## EXCERPTED PASSAGE
By Bhanvi Satija and Patrick Wingrove
(Reuters) -Surging demand for Eli Lilly’s diabetes drug Mounjaro, which is also being used off-label for weight loss, led to a surprise third-quarter profit, but the drugmaker on Thursday said it expects supply constraints for some time as it adds manufacturing capacity.
Lilly shares have rallied over 60% this year, making it the world’s most valuable healthcare company, as investors have bet on Mounjaro’s success. Shares were up another 5% in early trading on Thursday.
On an adjusted basis, Lilly posted a profit of 10 cents per share. Analysts’ were expecting a loss of 13 cents per share, according to LSEG data.
Mounjaro, which crossed over a billion dollars in quarterly sales for the first time, is widely expected to gain U.S. approval as an obesity treatment by the end of this year. Lilly can then begin promoting it for weight loss.
Finance chief Anat Ashkenazi said the company was seeing manufacturing capacity for Mounjaro ramp up every week and that she expected that to continue into 2024.
“But with all the investments we’re making and the production plans, the expected demand for (Mounjaro) will be quite significant. So we can be in a tight situation for some time,” the CFO said in an interview.
Lilly is aiming to double last year’s supply capacity for Mounjaro by the end of this year.
Indianapolis-based Lilly and Danish rival Novo Nordisk are ahead in the race to grab a slice of an estimated $100 billion market for anti-obesity treatments from a class of drugs originally developed for diabetes known as GLP-1 agonists.

## APPLY WHAT YOU READ
A. Using the article on Eli Lilly's quarterly results, answer each question briefly:
(i) What adjusted profit per share did Lilly post?
(ii) Who is Lilly's finance chief?
(iii) What is the estimated size of the market for anti-obesity treatments?
B. Write the next few paragraphs of the article on Eli Lilly's quarterly results, picking up after its final sentence.
The material has no connection to the article on Eli Lilly's quarterly results.

## SUPPLIED MATERIAL
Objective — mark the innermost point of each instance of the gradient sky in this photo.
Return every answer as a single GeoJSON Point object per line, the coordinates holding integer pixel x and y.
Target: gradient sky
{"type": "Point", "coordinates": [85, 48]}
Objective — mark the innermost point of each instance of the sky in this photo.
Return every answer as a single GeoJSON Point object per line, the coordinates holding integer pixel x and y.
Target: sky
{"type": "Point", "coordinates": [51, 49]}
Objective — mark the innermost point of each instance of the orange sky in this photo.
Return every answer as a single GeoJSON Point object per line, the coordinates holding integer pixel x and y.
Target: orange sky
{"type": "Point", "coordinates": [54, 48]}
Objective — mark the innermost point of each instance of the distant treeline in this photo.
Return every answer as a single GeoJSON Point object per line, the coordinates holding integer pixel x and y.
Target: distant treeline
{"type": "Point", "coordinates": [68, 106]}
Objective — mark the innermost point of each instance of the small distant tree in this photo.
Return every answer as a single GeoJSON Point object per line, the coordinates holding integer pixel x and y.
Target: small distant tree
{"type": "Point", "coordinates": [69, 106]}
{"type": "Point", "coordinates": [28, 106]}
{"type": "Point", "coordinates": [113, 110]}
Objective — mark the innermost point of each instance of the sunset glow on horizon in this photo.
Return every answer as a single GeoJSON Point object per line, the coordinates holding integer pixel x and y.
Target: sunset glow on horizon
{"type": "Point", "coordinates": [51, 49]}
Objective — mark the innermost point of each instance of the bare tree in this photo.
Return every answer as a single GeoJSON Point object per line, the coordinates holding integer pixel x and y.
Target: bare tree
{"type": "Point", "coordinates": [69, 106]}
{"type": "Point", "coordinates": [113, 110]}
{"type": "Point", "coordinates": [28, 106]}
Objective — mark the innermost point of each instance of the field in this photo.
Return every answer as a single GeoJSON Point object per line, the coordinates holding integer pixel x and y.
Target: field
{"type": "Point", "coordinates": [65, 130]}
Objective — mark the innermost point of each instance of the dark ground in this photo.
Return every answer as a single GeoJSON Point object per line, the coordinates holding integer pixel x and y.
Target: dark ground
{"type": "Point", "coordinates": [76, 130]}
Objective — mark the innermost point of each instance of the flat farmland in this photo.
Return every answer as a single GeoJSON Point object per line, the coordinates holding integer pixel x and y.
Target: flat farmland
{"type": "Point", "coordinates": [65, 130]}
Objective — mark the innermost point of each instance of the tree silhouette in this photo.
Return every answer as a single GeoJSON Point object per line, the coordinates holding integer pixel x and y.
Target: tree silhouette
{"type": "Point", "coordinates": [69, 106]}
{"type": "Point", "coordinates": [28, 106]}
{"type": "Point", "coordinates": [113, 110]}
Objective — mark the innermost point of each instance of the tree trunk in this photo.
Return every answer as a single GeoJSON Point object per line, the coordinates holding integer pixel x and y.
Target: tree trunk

## ANSWERS FOR THIS EXERCISE
A.
(i) 10 cents per share
(ii) Anat Ashkenazi
(iii) $100 billion

B.
Novo earlier on Thursday said it will supply “significantly” more doses of its popular weight-loss drug Wegovy in the United States next year, but cautioned shortages would continue in the short to medium term.
While Lilly flagged delays in fulfilling orders of certain Mounjaro doses in the quarter, its sales of $1.41 billion beat analysts’ estimates of $1.31 billion.
Two analysts told Reuters Lilly’s results were a boon for obesity drug manufactures as a whole. “At this point, the market is supply driven and every vial of (these weight-loss drugs) is getting used,” said BMO analyst Evan Seigerman.
Quarterly sales of top-selling diabetes drug Trulicity came in at $1.67 billion, below analysts’ estimates of $1.86 billion.
The majority of Mounjaro and Trulicity sales were recorded in the U.S. The company said supplies remain constrained internationally.
Ashkenazi said Lilly asked doctors outside the U.S. to stop putting new patients on Trulicity to cope with increased demand, which affected sales in the quarter.
The company also said it now expects a U.S. regulatory decision on its experimental Alzheimer’s drug donanemab in the first quarter of 2024. It had previously guided to an approval decision by the end of this year.
Ashkenazi said the FDA asked for more time to go through the data submitted for donanemab.
Lilly has been bolstering its pipeline through small deals, and previously disclosed it expects to record a $2.98 billion charge related to those transactions.
The company said it now expects a full-year adjusted profit of $6.50 to $6.70 per share, compared with the $9.70 to $9.90 range it forecast previously.
The forecast cut was “a continuation of Lilly’s under promise, over deliver strategy,” BMO’s Seigerman said.
It reported third-quarter revenue of $9.50 billion, topping Wall Street estimates of $8.95 billion.